# やること:
(A) 『夢を与える』の感想文を読んで、次の問いに答えてください。
(i) 『夢を与える』の主人公の名前は何ですか。
(ii) 書き手が『蹴りたい背中』よりも好きだった本は何ですか。
(iii) 冒頭の文は、もともとどこに書かれていた言葉ですか。
(B) 『夢を与える』の感想文の最後の文に続けて、その先を書いてください。

# 本文:
%%
うたかたの日々~『夢を与える』

「いつも一人の女の子のことを書こうと思っている。いつも。たった一人の。一人
ぼっちの。一人の女の子の落ちかたというものを」(岡崎京子)
『蹴りたい背中』で芥川賞を受賞した著者の、三年半ぶりの受賞第一作。チャイルド
モデルから国民的少女タレントとなった主人公・夕子。芸能界を駆け抜けた彼女の、
激動の18年間を綴った300頁の力作。
実は私は『蹴りたい背中』よりも『蛇にピアス』(金原ひとみ・著)のほうが好きだっ
たので、過剰な期待はせずに本書を手に取った。しかし、最初のページからすぐに
引き込まれ、最後まで概ね面白く読んだ。著者はとても力強い、説得力のある文体
を獲得したと思う。
一人の女の子が一見華々しい芸能界に生き、孤独感にさいなまれながらやがて
落ちてゆく、というプロットは岡崎京子氏の『ヘルター・スケルター』を思い出させ
る。冒頭の文は『ヘルター・スケルター』の帯に書かれた言葉。まだ20代前半の
綿矢氏はこの漫画を読んで触発され『夢を与える』を著したのでは・・などと、つい
邪推してしまう。
%%
# 項目:
%%
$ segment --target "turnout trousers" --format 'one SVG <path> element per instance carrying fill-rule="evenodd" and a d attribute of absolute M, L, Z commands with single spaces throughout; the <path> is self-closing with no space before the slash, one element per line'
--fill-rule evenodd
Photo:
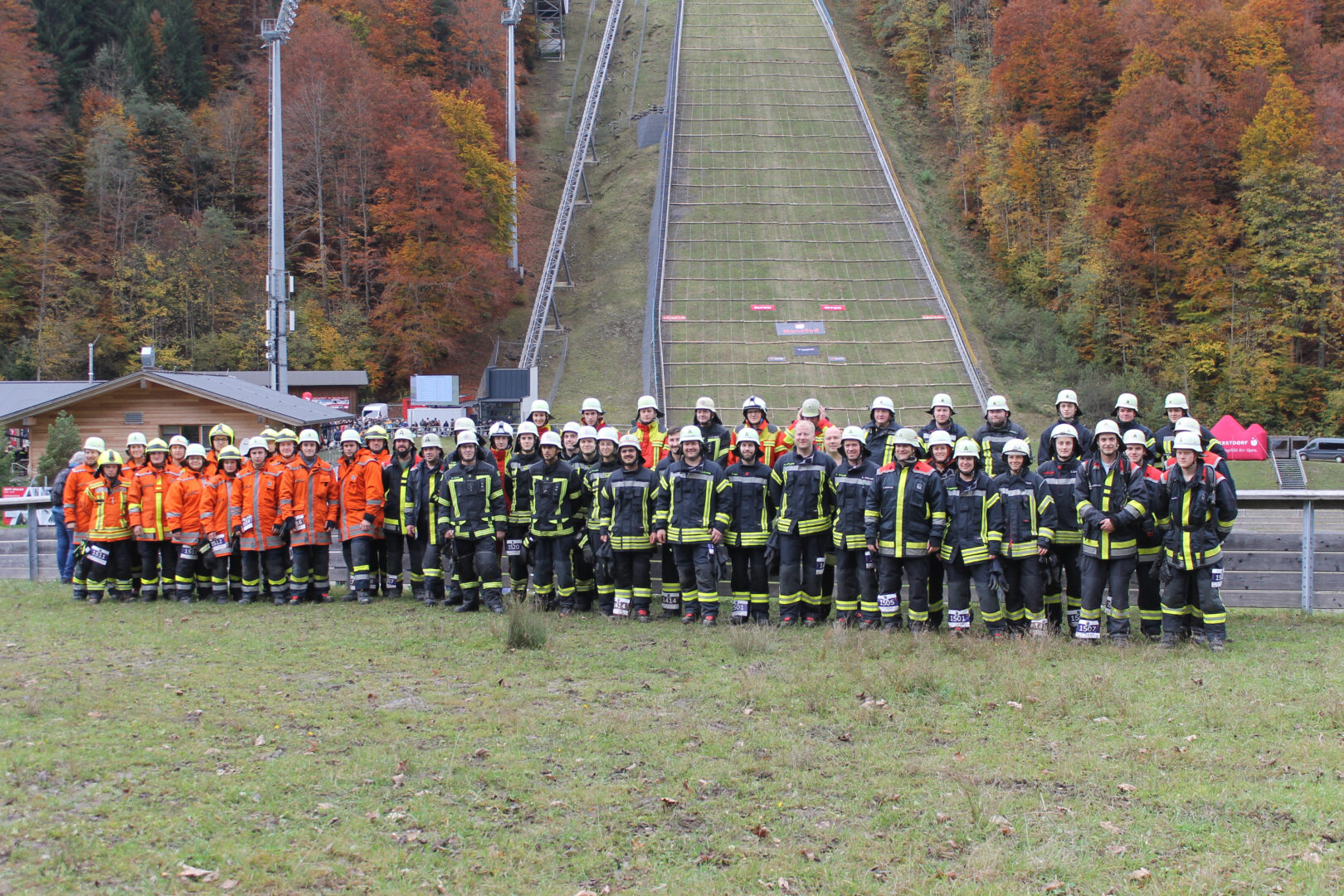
%%
%%
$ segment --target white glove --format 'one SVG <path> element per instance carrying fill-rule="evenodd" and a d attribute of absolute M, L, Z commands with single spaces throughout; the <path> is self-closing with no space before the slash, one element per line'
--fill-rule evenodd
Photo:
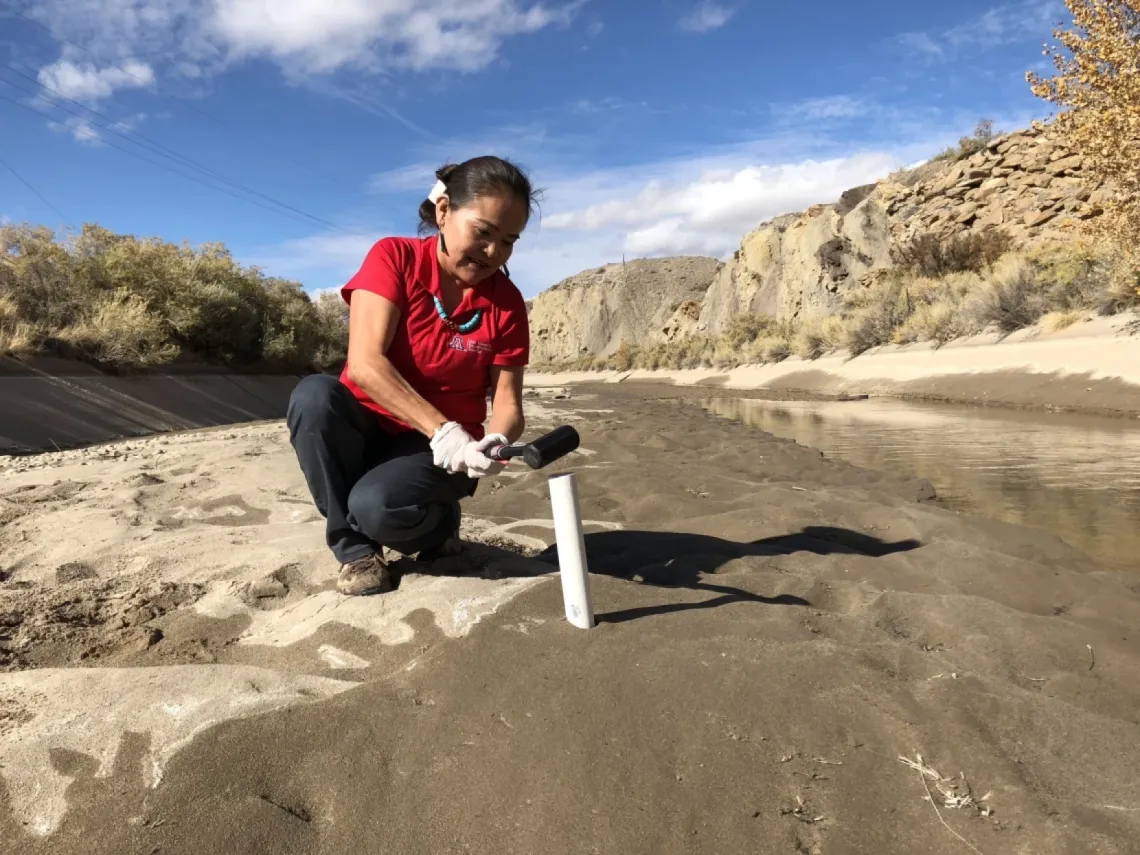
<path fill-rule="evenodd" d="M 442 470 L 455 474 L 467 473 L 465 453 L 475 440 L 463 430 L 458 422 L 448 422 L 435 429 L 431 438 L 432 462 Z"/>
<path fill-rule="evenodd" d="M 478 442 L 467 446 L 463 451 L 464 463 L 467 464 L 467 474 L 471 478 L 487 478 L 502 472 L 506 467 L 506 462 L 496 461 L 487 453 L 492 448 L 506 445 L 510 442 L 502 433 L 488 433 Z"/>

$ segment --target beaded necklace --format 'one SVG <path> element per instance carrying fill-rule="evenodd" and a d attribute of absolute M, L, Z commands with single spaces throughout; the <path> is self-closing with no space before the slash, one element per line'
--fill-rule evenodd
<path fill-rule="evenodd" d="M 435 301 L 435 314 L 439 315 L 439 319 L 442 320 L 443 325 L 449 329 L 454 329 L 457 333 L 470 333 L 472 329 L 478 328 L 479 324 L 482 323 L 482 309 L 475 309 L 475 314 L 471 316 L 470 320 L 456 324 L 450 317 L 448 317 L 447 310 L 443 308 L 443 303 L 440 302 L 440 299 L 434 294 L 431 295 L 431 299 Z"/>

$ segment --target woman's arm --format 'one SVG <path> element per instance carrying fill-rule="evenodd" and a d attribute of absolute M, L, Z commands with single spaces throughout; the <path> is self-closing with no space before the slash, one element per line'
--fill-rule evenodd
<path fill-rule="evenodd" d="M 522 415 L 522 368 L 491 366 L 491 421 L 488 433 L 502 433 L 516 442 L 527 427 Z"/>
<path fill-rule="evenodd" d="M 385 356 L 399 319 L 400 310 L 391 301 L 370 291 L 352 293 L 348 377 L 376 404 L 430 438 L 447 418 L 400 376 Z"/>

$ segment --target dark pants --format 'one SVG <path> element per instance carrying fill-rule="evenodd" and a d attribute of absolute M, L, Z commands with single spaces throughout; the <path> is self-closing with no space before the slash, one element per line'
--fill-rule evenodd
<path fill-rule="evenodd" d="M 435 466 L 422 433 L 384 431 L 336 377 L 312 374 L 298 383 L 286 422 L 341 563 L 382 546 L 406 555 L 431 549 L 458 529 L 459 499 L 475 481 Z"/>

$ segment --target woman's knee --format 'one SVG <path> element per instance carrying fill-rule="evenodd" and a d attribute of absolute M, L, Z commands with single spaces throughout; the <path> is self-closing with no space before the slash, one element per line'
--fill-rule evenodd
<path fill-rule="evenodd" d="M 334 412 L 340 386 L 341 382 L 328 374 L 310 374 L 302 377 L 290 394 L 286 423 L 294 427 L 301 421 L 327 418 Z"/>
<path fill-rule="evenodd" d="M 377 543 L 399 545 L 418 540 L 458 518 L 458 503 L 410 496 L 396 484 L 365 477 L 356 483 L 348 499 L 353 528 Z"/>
%%
# 答え:
(A)
(i) 夕子
(ii) 『蛇にピアス』(金原ひとみ・著)
(iii) 岡崎京子氏の『ヘルター・スケルター』の帯

(B)
『ヘルター・スケルター』
/岡崎京子・著
/祥伝社・2003
両親の不仲、兄弟のいない寂しさ、孤独感。主人公と同じように10代から芸能界
に生き、若くして結婚、離婚を経験した宇多田ヒカルの心情ともダブる。彼女はシ
ンガーとしてまだまだ絶好調だけれど、内に秘めた孤独は愛した人さえも拒絶して
いるかのようで痛々しい。主人公が所属した芸能プロダクション社長が言うように、
ただの「よくあること」なのかもしれないけれど。
同じく10代半ばで文学賞を受賞し、作家デビューした綿矢氏が、同じような孤独
を抱えているのかどうかはわからない。彼女の今後の作品にその答えがあるのかも
しれない。けれど、どうか人生のダークサイドばかり見つめないで欲しい。次回作
も必ず読みます。
(『夢を与える』綿矢りさ・著/河出書房新社・2007)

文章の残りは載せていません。